> TEXT ZUR ANALYSE:
Im Forum findet man zu diesem Thema z.b. folgendes

 *Quote:*   

> 
> 
> Das "Problem" ist eher der Admin, der --depclean unüberprüft machen lässt, oder nicht sauber definierte Abhängigkeiten auf einen benötigten Slot. Slots die nicht irgendwo (zb im ebuild, oder im world) als Abhängigkeit definiert/gesetzt sind, werden beim depclean halt zum deinstallieren vorgemerkt. Das ist ja auch der Sinn von depclean, und auch OK so 
> 
> Wenn man zb bei den gentoo-sources den gewünschten Slot nicht mit in wold aufnimmt , dann wird ein --depclean halt alle Versionen bis auf die aktuelle deinstallieren - denn es gibt ja bei den Sources normal kein dep auf einen bestimmten Slot.
> ...

 

Wie kann ich jetzt meine gentoo-sources "sauber als dep setzen" bzw.

was bedeutet "aufnahme in world"

> AUFGABE A: Nenne alle Ausdrücke, die im Text zu depclean in Anführungszeichen stehen.
> AUFGABE B: Was deinstalliert ein --depclean laut dem Text zu depclean bei den gentoo-sources, wenn der gewünschte Slot nicht in world aufgenommen wird?
> AUFGABE C: Stimmen diese Aussagen mit dem Text zu depclean überein? (i) Slots, die nirgends als Abhängigkeit definiert sind, werden beim depclean zum Deinstallieren vorgemerkt. (ii) Bei den Sources gibt es normalerweise eine Abhängigkeit auf einen bestimmten Slot. (iii) Das zitierte Verhalten von depclean wird als Fehler bezeichnet.
Die Datensätze sind eigenständiges Material und hängen nicht mit dem Text zu depclean zusammen.

> EXTRAHIERTE DATEN:

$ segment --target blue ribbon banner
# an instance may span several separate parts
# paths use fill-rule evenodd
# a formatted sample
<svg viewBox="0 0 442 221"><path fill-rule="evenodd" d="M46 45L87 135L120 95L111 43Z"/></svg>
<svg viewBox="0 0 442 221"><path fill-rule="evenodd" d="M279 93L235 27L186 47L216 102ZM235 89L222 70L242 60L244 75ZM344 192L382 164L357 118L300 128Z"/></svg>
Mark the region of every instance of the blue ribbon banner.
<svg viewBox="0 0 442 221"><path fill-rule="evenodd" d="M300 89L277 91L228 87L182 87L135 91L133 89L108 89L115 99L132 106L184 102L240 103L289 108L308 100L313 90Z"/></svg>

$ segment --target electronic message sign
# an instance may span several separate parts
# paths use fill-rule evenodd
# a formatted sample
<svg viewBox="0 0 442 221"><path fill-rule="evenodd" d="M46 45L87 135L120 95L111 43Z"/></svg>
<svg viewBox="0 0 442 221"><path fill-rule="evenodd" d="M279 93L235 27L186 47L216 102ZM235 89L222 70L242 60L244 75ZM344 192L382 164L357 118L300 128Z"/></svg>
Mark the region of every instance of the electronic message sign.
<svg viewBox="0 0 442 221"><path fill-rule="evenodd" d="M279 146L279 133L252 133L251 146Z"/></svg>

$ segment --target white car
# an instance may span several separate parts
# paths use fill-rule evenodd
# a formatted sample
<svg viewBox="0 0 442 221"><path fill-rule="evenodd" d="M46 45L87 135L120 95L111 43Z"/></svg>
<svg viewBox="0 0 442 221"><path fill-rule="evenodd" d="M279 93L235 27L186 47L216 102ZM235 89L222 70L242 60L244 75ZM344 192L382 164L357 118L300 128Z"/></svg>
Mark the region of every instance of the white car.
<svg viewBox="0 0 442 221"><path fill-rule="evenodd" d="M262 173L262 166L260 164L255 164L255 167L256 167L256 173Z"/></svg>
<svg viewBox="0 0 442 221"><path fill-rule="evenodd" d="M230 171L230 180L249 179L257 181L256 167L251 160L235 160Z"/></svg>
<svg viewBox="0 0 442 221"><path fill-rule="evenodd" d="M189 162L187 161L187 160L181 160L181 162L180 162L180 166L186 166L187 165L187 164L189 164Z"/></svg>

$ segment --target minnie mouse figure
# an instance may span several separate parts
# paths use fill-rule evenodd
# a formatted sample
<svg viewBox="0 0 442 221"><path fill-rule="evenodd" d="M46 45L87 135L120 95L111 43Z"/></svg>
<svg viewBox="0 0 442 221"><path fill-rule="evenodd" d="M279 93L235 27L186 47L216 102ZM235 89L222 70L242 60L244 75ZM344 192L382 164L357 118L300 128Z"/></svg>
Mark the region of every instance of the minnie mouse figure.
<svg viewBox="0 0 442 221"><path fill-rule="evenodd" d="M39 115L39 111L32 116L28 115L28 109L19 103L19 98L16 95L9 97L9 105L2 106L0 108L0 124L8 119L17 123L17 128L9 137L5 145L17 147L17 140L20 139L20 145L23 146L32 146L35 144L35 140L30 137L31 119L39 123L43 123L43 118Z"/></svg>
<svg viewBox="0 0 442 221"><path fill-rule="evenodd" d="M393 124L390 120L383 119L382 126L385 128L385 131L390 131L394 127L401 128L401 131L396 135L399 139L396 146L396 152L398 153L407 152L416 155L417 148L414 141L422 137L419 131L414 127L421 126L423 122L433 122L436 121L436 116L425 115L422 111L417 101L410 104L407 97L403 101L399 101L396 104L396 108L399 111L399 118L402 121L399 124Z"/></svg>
---
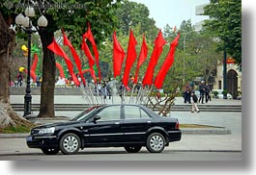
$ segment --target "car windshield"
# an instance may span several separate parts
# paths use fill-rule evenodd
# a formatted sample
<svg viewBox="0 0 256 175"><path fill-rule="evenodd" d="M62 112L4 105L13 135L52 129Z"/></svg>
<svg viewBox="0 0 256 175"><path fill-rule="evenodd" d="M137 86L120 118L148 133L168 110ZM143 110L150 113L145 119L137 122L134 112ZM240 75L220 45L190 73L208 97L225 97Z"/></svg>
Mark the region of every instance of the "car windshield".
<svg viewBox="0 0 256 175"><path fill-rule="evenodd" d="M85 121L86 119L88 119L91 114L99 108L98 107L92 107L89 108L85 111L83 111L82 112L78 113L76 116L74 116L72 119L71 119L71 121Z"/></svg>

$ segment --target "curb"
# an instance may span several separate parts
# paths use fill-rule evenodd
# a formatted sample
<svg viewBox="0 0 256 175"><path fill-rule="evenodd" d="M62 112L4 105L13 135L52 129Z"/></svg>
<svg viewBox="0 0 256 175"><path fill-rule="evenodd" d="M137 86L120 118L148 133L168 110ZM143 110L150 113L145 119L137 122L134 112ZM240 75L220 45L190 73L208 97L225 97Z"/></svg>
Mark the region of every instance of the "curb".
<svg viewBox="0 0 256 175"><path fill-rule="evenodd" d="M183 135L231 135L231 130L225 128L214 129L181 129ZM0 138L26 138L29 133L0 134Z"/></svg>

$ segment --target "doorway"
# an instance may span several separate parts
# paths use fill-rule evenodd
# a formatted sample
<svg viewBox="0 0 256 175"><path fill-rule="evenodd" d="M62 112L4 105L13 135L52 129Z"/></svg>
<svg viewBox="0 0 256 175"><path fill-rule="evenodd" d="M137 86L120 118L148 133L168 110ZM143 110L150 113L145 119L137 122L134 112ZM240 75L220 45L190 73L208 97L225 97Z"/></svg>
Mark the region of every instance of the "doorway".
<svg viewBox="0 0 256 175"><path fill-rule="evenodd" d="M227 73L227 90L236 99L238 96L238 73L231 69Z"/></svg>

> ANTWORTFELD A: "Problem", "sauber als dep setzen", "aufnahme in world"

> ANTWORTFELD B: Alle Versionen bis auf die aktuelle.

> ANTWORTFELD C:
(i) Ja: „werden beim depclean halt zum deinstallieren vorgemerkt“
(ii) Nein: „denn es gibt ja bei den Sources normal kein dep auf einen bestimmten Slot“
(iii) Nein: „Das ist ja auch der Sinn von depclean, und auch OK so“